EXERCISE DETAILS: Rename "tree canopy" to "shrub cover" throughout the data below. Reproduce everything else unchanged.

ENTRIES SHOWN:
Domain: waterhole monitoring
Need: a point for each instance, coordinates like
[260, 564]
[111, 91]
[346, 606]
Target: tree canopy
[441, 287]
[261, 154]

COMPLETED EXERCISE:
Domain: waterhole monitoring
Need: a point for each instance, coordinates like
[260, 564]
[111, 91]
[346, 606]
Target: shrub cover
[441, 287]
[261, 154]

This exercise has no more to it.